⟨

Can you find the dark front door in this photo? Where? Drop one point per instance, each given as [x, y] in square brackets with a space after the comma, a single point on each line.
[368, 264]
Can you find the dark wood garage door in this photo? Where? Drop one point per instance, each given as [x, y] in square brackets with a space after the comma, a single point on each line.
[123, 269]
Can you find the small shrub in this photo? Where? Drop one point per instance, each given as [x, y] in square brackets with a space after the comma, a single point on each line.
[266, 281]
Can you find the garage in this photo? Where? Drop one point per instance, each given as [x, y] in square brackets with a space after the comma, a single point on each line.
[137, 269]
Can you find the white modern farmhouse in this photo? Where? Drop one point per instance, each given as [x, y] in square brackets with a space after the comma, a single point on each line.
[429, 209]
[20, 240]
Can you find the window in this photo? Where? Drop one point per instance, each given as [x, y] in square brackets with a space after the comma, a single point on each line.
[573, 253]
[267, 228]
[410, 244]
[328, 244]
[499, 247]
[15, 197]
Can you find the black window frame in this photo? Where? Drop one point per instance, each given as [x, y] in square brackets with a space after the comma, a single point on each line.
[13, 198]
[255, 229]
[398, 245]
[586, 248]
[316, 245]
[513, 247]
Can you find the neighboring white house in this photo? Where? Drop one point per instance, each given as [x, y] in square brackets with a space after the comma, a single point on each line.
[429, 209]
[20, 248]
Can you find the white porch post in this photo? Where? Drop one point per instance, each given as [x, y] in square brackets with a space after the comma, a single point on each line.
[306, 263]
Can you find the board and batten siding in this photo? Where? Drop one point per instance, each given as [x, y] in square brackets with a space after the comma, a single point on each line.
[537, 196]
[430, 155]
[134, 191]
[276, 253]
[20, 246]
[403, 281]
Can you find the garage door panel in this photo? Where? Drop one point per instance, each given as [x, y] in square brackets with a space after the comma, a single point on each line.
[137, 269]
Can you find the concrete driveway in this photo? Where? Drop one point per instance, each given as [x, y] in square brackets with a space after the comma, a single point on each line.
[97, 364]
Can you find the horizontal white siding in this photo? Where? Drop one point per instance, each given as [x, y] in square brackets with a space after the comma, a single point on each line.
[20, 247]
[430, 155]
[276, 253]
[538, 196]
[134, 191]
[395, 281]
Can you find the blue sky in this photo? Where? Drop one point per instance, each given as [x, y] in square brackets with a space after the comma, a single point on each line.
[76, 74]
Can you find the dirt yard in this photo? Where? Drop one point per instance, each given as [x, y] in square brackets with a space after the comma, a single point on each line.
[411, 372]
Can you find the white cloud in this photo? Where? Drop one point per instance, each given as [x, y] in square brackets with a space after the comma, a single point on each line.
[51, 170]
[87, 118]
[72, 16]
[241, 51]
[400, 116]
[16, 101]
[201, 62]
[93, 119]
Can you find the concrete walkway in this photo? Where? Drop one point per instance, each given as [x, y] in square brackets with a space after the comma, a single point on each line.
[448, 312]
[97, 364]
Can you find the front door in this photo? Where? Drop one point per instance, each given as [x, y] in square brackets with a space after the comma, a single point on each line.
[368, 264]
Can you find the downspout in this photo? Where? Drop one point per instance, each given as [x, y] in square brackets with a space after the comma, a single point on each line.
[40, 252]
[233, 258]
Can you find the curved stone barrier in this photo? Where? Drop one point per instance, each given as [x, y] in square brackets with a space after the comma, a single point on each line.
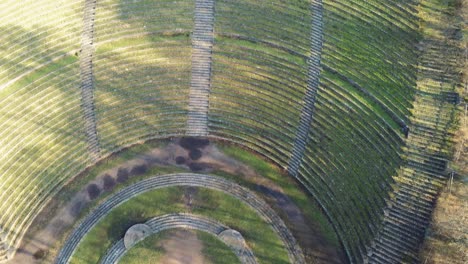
[184, 179]
[231, 238]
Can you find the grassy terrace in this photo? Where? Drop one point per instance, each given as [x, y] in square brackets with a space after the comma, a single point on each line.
[150, 251]
[380, 60]
[213, 204]
[41, 141]
[257, 89]
[142, 70]
[355, 147]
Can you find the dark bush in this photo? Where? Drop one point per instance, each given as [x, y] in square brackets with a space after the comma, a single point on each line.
[93, 191]
[122, 175]
[75, 210]
[193, 143]
[109, 182]
[198, 166]
[40, 254]
[180, 160]
[138, 170]
[195, 154]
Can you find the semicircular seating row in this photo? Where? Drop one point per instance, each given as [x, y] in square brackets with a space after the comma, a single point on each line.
[142, 74]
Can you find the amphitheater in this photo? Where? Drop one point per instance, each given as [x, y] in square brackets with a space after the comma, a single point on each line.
[288, 131]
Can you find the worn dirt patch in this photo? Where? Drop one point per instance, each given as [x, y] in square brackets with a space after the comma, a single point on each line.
[182, 247]
[308, 234]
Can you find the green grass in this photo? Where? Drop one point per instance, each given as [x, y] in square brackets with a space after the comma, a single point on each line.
[298, 196]
[151, 249]
[212, 204]
[215, 251]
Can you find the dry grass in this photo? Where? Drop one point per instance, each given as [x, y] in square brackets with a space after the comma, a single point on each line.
[447, 239]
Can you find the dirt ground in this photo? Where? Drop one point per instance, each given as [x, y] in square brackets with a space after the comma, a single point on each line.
[196, 156]
[182, 247]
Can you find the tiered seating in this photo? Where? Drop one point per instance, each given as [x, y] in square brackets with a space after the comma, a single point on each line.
[355, 144]
[42, 143]
[348, 164]
[379, 60]
[142, 70]
[427, 150]
[259, 74]
[184, 179]
[180, 220]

⟩

◆ PROBLEM REQUIREMENTS
Reproduce the listing above exactly, excluding all pictures.

◆ SOLVED PROBLEM
Can you find the dark front door in this photo? Where? Drop one point per instance, each given as [x, y] in square brackets with a space after the comma, a single point on each line.
[368, 264]
Can you find the dark wood garage door in this photo? Where? Drop one point per instance, each given as [x, y] in square brackets with a space after the comma, a single point on each line.
[123, 269]
Can you find the small shrub in this photo? Where? Drop one point per instance, each given as [x, y] in square brackets with a space after the comma, a single point on each line.
[266, 281]
Can you find the garage in this photo? Where? Drop one point per instance, each given as [x, y] in square brackets with a space after the comma, a single point on each line.
[137, 269]
Can you find the white modern farmhouse in this photo? Where? Drop one point per instance, each given as [x, y] in square brackets with a space after the comma, a single point on each line.
[429, 209]
[20, 240]
Can you find the window in this photo? Where? Drop one point per instance, each given as [x, y] in square brackets with a space after the comma, a single point on each line.
[573, 253]
[267, 228]
[410, 244]
[328, 244]
[499, 247]
[15, 197]
Can you find the black window frame in this photo? Where? Drop one point per instance, each given as [x, y] in square brackets with a space after the comma, a single point on each line.
[13, 198]
[255, 229]
[398, 245]
[586, 248]
[316, 245]
[513, 247]
Can you find the neighboring white house in this photo? Where? Drop one point per instance, each given as [x, y] in square brackets with a space after the comma, a single point on each line.
[429, 209]
[20, 248]
Can you find the white porch post in this photo? Where? Drop one point per instance, each given as [x, y] in square brackets with a space after the comma, a single point on each line.
[306, 263]
Can you find the board and batten siding in this photo? Where? Drop one point per instance, each given as [x, y] in square brackets with a space after the comma, a single point on each line.
[537, 196]
[430, 155]
[134, 191]
[276, 253]
[20, 246]
[403, 281]
Can you find the garage door panel in this photo? Where? Drop one point per instance, each given as [x, y] in square brackets with a space after the comma, a single point on each line.
[137, 269]
Can you find the concrete driveway in this photo? Where? Drop one point per instance, each given as [x, y] in square brackets with a space after the comma, a single point on each line.
[97, 364]
Can you find the horizontal white siding in this photo? Where? Drop one point per instance, each given as [x, y] in square brackets with a space after the comma, a single point on each line.
[20, 247]
[430, 155]
[276, 253]
[538, 196]
[134, 191]
[395, 281]
Can you find the blue sky in this photo? Where? Drop one point per instance, each given as [x, y] in square brackets with a space after the comma, a single point on each line.
[76, 74]
Can you find the dirt yard in this photo? Where? Drop one point per instance, each given as [x, y] in square brackets with a space after the comma, a single point on each line.
[411, 372]
Can you find the white cloud in this photo? Where? Drop one point per instance, each given as [x, y] in square brackets with a space after the comma, a single point on each line.
[51, 170]
[87, 118]
[72, 16]
[241, 51]
[400, 116]
[16, 101]
[201, 62]
[93, 119]
Can you find the concrete walkway in this photo? Where? Drop one point per instance, each given as [x, y] in square brackets with a space after the comma, a single point on each line.
[448, 312]
[97, 364]
Can you find the front door in this photo? Where? Drop one point per instance, each given as [x, y] in square brackets with a space after the comma, a single point on each line.
[368, 264]
Can you find the downspout in this photo? Where? Drop one point per instance, each given as [x, y] in square brackets with a space after the comma, a single point on each line.
[40, 252]
[233, 258]
Can you find the curved stone barrier in this photo? Where? Drop one point per instance, each given as [x, y] in square brackets with a space after the comma, a single point on each line.
[184, 179]
[231, 238]
Can you find the grassy terrace in this photo? Where? Drop one point per instance, each given as [x, y] in square brackets with a space after the comma, a single point on each line.
[150, 251]
[380, 60]
[213, 204]
[41, 141]
[257, 89]
[142, 70]
[355, 147]
Can you find the dark bush in this photo? Where? Drop one point per instance, each given as [x, y] in square brackets with a space after the comma, a single point on each line.
[93, 191]
[122, 175]
[75, 210]
[193, 143]
[109, 182]
[198, 166]
[40, 254]
[180, 160]
[138, 170]
[195, 154]
Can you find the semicircular seating row in this photo? Where? Drop one point per instance, each given as [x, y] in square brackets with a space after the comma, a single point on each line.
[142, 74]
Can you find the amphitheater in this photo? Where? Drop one point per instance, each given as [x, y] in square brackets with a space after the comma, a single point on each line.
[288, 131]
Can you find the worn dirt patch in this photo? Where? Drop one point per instance, each given as [x, y] in square brackets with a space after the comma, a single point on each line.
[182, 247]
[308, 234]
Can you find the green grass in this photo? Where? Drop one point per instance, each given as [x, y] in square brackets with a space after the comma, a single point on each line.
[298, 196]
[151, 249]
[212, 204]
[215, 251]
Can you find the dry grass in this photo? Where? Drop one point per instance, each given as [x, y] in square brackets with a space after the comma, a single point on each line.
[447, 239]
Can you find the dirt ground in this photo? Where? Drop one point per instance, each given as [x, y] in square brackets with a space after the comma, a single point on each line.
[196, 156]
[182, 247]
Can you find the tiered seating in this photo? Where? Drop one point per instance, each given as [x, y] in square brackets with a space after the comma, a single point on each line.
[355, 144]
[42, 143]
[348, 164]
[379, 60]
[142, 70]
[427, 150]
[259, 74]
[184, 179]
[180, 220]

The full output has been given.